Your task is to print all of the data word for word.
*****
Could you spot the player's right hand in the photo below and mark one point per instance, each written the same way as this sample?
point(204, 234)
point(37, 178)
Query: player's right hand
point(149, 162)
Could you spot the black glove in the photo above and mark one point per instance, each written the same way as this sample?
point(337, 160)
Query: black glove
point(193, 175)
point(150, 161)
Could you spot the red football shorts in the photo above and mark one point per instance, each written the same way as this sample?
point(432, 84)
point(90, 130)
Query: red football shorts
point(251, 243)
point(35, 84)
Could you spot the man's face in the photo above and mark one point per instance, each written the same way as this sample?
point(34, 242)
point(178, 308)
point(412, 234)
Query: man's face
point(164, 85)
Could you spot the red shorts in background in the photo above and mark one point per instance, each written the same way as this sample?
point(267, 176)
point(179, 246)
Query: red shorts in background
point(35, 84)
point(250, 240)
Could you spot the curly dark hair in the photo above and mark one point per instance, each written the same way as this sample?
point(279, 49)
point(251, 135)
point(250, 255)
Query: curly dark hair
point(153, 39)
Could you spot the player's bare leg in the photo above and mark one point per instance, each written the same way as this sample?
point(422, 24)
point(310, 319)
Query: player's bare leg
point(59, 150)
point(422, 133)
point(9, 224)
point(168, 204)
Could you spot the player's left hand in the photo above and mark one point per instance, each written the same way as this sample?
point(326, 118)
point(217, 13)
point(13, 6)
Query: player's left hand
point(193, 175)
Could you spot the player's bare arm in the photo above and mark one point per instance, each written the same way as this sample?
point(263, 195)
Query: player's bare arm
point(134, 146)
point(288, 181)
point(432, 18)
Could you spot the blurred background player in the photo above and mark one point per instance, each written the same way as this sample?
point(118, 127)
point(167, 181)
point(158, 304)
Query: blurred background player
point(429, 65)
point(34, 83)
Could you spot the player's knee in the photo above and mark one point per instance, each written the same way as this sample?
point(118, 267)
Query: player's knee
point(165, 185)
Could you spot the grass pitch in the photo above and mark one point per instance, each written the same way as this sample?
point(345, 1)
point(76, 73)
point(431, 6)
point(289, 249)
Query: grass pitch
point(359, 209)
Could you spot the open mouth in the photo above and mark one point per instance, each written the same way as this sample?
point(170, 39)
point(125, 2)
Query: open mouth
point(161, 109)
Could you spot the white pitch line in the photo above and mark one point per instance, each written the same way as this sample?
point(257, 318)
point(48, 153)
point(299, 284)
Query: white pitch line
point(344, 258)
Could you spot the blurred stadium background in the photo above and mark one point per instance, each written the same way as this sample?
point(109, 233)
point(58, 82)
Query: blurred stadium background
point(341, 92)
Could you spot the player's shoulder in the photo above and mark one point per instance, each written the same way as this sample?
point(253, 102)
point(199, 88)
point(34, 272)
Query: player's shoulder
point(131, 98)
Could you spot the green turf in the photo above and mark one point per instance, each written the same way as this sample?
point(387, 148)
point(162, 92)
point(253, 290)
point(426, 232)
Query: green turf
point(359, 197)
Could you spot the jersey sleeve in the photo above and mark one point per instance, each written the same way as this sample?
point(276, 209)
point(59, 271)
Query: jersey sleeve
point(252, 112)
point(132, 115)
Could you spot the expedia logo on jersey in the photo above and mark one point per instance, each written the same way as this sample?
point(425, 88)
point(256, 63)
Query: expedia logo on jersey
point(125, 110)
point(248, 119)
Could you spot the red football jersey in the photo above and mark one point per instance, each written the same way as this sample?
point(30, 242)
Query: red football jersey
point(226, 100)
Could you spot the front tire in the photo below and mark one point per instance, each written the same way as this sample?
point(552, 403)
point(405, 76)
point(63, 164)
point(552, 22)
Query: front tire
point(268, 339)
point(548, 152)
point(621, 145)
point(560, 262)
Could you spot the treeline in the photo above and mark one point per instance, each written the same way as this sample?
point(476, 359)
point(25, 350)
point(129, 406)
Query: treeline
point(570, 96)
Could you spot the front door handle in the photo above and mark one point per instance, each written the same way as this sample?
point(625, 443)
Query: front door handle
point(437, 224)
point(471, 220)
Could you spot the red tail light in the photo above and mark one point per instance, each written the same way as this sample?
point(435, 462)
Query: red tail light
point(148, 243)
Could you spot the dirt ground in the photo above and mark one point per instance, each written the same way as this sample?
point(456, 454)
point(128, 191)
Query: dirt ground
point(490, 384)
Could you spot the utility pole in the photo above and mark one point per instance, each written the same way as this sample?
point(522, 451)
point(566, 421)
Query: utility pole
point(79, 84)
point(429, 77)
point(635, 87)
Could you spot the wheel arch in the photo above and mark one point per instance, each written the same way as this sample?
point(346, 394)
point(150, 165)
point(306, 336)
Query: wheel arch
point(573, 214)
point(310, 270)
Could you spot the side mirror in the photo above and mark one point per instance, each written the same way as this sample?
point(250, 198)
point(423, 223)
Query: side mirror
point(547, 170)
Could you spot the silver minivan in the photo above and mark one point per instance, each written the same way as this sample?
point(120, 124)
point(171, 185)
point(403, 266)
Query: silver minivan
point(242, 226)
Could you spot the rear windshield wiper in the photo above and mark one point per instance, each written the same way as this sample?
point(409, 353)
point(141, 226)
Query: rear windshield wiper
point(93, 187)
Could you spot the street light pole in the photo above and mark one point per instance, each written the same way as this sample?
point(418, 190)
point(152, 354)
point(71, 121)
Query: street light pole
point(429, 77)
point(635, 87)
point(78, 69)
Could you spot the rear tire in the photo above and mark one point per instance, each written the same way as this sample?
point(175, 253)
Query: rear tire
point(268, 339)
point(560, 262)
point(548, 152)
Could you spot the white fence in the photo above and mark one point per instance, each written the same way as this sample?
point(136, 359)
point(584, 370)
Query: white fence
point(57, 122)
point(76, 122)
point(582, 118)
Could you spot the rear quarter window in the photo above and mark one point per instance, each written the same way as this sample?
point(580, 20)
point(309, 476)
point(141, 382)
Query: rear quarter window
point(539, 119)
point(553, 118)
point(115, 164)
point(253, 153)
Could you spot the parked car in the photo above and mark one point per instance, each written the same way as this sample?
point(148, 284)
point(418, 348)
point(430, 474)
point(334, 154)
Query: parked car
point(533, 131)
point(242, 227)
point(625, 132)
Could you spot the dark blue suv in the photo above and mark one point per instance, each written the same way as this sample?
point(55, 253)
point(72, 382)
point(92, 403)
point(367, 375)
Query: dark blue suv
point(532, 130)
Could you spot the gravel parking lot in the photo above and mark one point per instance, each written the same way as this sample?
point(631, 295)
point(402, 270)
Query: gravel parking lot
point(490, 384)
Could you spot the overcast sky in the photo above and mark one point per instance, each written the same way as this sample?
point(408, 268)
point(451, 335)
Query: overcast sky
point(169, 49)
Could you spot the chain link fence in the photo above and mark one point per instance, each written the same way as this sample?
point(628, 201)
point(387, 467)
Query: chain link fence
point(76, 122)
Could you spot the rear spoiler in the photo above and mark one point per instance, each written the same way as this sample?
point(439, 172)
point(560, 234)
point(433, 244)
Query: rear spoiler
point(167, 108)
*****
### Solved exercise:
Could you spot the player's right hand in the photo below and mark one point per instance, each written the same way as this sample?
point(204, 234)
point(37, 178)
Query: player's right hand
point(149, 162)
Could you spot the black glove in the photo above and mark one point per instance, each written the same way as this sample?
point(337, 160)
Query: black glove
point(193, 175)
point(150, 161)
Could you spot the red football shorts in the photo above and mark one point per instance, each written the same way as this sample?
point(432, 84)
point(90, 130)
Query: red football shorts
point(251, 243)
point(35, 84)
Could you spot the man's face in the photo above and mark one point per instance, each written the same way as this sample?
point(34, 242)
point(178, 308)
point(412, 234)
Query: man's face
point(164, 85)
Could you spot the red shorts in background in the photo above and mark one point per instance, each written the same way as this sample?
point(267, 176)
point(179, 246)
Query: red shorts in background
point(35, 84)
point(250, 240)
Could you spot the curly dark hair in the photo above and mark one point per instance, each written the same way as this sample?
point(279, 49)
point(251, 135)
point(250, 255)
Query: curly dark hair
point(153, 39)
Could you spot the player's bare leg in the photo above and mark one point per instance, each written the same way as this sample?
point(422, 24)
point(310, 319)
Query: player's bare leg
point(59, 150)
point(422, 133)
point(9, 224)
point(168, 204)
Could you spot the player's left hand in the photo above and mark one point per instance, each written the same way as this sample?
point(326, 118)
point(217, 13)
point(13, 6)
Query: player's left hand
point(193, 175)
Could you spot the player's bare arm in the photo above and mark one point per instance, each written the same way as this sample?
point(263, 195)
Query: player's bare arm
point(134, 146)
point(288, 181)
point(432, 18)
Could you spot the blurred background player in the photo above and mark one point per instance, each written the same way as this sample?
point(118, 127)
point(167, 181)
point(158, 304)
Query: blurred background player
point(429, 65)
point(34, 83)
Could you spot the player's knee in the photo above and mark one point per instance, each written the same way as this sample?
point(118, 267)
Query: player's knee
point(165, 185)
Could you spot the grass pitch in the photo above and mark one point per instance, each written the same way as this sample?
point(345, 1)
point(76, 73)
point(431, 6)
point(289, 249)
Query: grass pitch
point(359, 209)
Could you spot the open mouth in the photo above and mark one point per instance, each written the same way as this sample?
point(170, 39)
point(125, 2)
Query: open mouth
point(161, 109)
Could you spot the white pitch line in the photo above and mark one point per instance, each written the same way as this sample?
point(257, 318)
point(48, 153)
point(299, 284)
Query: white pitch line
point(344, 258)
Could you spot the blurred stadium background in the photo above and mark one point per instance, each written the same way as this sample?
point(109, 233)
point(58, 82)
Query: blurred stadium background
point(341, 92)
Could you spot the player's shoulder in the photo above and mark one point per instance, each written the same way as this sample?
point(253, 102)
point(199, 88)
point(34, 272)
Query: player's shoulder
point(131, 98)
Could you spot the green turf in the photo above and mark one point per instance, each written the same way as this sample?
point(387, 148)
point(162, 92)
point(253, 290)
point(426, 232)
Query: green turf
point(359, 197)
Could you spot the jersey sleeve in the photo above and mark one point per instance, each written the same way as this sample?
point(276, 209)
point(59, 271)
Query: jersey sleeve
point(252, 112)
point(132, 115)
Could you spot the expedia logo on jersey in the photo above and mark one point per instance, each written the same way as this sample?
point(425, 88)
point(256, 63)
Query: expedia logo on jersey
point(125, 110)
point(248, 119)
Could you spot the red football jersey in the photo above and mark one point per instance, each written the same way as this sample?
point(30, 242)
Query: red football jersey
point(226, 100)
Could you spot the front tire in the photo below and mark one point per instance, each written the same way as this sample?
point(552, 403)
point(405, 76)
point(63, 164)
point(552, 22)
Query: front tire
point(268, 339)
point(548, 152)
point(621, 145)
point(560, 262)
Could you spot the treeline in the photo above and mark one point per instance, each written the same way as this sample?
point(476, 359)
point(25, 350)
point(129, 406)
Query: treeline
point(570, 96)
Could you spot the front door handle in the photo above and mark one point per instance, each written the same way as this sample?
point(625, 443)
Query: front door handle
point(437, 224)
point(471, 220)
Could you spot the red tail light in the photo above and mark one point per instance, each written the same way as this sample?
point(435, 462)
Query: red tail light
point(148, 243)
Could you spot the dirt ground in the photo above and mark one point per instance, each written the same way as this sample?
point(456, 454)
point(128, 191)
Query: dirt ground
point(490, 384)
Could you spot the utility pole in the photo above and mark one point per instance, each written the same way as this sample?
point(522, 451)
point(566, 421)
Query: utility pole
point(79, 84)
point(429, 77)
point(635, 87)
Could you spot the wheel arch in the photo above and mark one point per instance, each written the same way as this sample?
point(346, 394)
point(150, 165)
point(306, 336)
Query: wheel arch
point(573, 214)
point(310, 270)
Could you spot the side mirror in the photo above and mark one point per instance, each written the same way as this sample?
point(250, 198)
point(423, 223)
Query: side mirror
point(547, 170)
Could you spot the silver minivan in the photo above and mark one point per instance, each written the same way as this sample?
point(120, 124)
point(171, 185)
point(403, 266)
Query: silver minivan
point(242, 226)
Could you spot the rear windshield wiper in the photo above and mark one point per instance, each written the same way as this sample?
point(409, 353)
point(141, 226)
Query: rear windshield wiper
point(93, 187)
Could you spot the street light pole in the photo above and mark one point per instance, each written the same way as this sample?
point(418, 190)
point(152, 354)
point(71, 121)
Query: street light pole
point(429, 77)
point(635, 87)
point(78, 69)
Could you spot the rear tire in the photo above and mark one point per instance, each written the same way as this sample?
point(175, 253)
Query: rear tire
point(268, 339)
point(560, 262)
point(548, 152)
Could you spot the white fence in the photo above and mark one point per instance, each written the same way as this sample?
point(136, 359)
point(584, 370)
Query: white fence
point(57, 122)
point(76, 122)
point(582, 118)
Could you spot the rear quarter window in the photo above and mark one point per instance, each written the same way as this sample?
point(580, 20)
point(309, 476)
point(141, 382)
Query: rear quarter window
point(539, 119)
point(553, 118)
point(115, 164)
point(253, 153)
Could you spot the parked car in the photo above and mark one point per instance, each written the same way as this sample?
point(148, 284)
point(418, 348)
point(430, 474)
point(334, 154)
Query: parked car
point(533, 131)
point(242, 227)
point(625, 132)
Could you spot the dark blue suv in the photo above and mark one point per instance, each written the same way as this sample?
point(55, 253)
point(72, 382)
point(92, 403)
point(367, 375)
Query: dark blue suv
point(532, 130)
Could you spot the gravel parking lot in the photo above and mark one point per instance, each written the same way as this sample?
point(631, 295)
point(402, 270)
Query: gravel parking lot
point(490, 384)
Could you spot the overcast sky in the photo above and mark one point per instance, each written the same way as this sample?
point(408, 268)
point(451, 335)
Query: overcast sky
point(169, 49)
Could you spot the chain link fence in the photo above and mark one point per instance, each written the same way as this sample?
point(628, 201)
point(387, 467)
Query: chain link fence
point(76, 122)
Could you spot the rear spoiler in the photo above and mark one point per instance, each written the same way as this sample?
point(439, 172)
point(560, 234)
point(433, 244)
Query: rear spoiler
point(167, 108)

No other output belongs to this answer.